───── ENTRIES SUPPLIED

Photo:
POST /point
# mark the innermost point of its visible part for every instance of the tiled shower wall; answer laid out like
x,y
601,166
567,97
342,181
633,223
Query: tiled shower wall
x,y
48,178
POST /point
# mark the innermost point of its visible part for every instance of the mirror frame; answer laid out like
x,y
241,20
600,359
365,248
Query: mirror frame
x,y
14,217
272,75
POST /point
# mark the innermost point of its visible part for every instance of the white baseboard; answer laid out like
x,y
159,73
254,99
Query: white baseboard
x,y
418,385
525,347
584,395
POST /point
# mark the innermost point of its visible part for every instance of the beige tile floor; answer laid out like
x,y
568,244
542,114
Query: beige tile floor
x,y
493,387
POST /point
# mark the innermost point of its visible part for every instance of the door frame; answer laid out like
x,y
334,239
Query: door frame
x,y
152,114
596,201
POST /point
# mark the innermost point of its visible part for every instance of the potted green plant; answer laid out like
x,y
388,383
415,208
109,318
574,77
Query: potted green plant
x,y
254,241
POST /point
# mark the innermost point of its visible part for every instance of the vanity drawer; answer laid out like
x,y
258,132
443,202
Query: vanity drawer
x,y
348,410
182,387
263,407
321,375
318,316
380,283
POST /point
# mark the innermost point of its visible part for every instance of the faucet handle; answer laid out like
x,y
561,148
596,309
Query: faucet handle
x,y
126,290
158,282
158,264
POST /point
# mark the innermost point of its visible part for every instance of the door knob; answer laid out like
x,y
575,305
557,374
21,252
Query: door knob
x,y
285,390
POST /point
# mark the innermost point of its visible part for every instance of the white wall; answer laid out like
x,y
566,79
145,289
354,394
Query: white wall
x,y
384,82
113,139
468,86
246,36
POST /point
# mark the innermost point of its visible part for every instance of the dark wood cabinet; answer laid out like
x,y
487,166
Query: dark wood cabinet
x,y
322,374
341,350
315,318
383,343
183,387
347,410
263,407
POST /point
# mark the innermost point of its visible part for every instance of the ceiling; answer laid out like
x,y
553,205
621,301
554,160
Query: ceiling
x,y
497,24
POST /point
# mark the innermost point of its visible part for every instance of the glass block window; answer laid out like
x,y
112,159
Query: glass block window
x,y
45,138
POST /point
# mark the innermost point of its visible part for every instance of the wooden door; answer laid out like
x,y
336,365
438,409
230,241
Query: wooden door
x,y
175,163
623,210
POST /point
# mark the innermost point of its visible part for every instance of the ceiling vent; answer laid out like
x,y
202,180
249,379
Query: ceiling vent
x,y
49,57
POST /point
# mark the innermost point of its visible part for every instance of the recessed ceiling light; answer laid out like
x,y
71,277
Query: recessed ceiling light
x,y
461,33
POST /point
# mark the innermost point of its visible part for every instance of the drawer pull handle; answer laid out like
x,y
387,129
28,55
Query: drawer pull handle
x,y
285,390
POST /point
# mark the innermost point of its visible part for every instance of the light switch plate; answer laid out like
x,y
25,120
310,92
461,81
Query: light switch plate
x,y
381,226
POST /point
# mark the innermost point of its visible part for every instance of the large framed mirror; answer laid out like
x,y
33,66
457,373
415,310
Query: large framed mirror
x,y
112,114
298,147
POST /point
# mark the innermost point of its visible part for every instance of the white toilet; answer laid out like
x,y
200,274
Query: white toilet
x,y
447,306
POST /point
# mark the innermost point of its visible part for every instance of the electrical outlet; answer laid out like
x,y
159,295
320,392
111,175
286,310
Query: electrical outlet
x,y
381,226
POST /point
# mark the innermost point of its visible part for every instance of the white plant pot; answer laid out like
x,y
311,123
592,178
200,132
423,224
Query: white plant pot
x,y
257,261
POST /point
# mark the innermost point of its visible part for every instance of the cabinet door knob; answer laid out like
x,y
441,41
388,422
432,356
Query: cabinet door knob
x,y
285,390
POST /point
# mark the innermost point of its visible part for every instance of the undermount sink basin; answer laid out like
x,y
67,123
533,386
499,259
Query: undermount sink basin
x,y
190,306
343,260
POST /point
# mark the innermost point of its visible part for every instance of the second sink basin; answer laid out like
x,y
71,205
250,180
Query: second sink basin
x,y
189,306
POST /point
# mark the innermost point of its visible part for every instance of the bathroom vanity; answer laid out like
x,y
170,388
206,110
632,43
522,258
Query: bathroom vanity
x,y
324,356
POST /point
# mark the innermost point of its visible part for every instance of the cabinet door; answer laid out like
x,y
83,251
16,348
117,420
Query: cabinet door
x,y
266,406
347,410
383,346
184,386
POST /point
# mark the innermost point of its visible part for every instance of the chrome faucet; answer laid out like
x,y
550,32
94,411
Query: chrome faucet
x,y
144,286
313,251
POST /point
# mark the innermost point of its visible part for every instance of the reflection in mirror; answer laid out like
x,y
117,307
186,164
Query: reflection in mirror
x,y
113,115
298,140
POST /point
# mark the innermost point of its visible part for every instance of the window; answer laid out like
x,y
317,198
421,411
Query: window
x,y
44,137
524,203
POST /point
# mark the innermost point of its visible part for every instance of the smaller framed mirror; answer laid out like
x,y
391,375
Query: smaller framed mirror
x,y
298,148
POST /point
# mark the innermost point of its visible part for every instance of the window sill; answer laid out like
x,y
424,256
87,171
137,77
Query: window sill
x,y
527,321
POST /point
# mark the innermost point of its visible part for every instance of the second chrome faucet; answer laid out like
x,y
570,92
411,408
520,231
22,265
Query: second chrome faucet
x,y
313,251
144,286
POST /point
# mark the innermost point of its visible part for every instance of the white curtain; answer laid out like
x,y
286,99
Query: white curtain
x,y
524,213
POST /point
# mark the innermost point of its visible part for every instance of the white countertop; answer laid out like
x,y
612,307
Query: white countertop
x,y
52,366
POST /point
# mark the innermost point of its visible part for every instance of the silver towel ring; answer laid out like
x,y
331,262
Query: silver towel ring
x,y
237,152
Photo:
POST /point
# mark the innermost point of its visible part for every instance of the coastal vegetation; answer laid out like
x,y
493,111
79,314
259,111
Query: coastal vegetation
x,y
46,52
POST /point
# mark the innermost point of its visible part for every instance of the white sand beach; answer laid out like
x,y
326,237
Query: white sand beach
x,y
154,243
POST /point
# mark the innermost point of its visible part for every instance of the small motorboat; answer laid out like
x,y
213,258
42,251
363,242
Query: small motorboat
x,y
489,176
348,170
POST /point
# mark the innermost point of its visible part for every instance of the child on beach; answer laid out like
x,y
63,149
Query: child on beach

──────────

THE PROBLEM.
Read the listing. Report every line that includes the word "child".

THE ANSWER.
# mark the innermost point of its visible part for every instance of the child on beach; answer laid out like
Query: child on beach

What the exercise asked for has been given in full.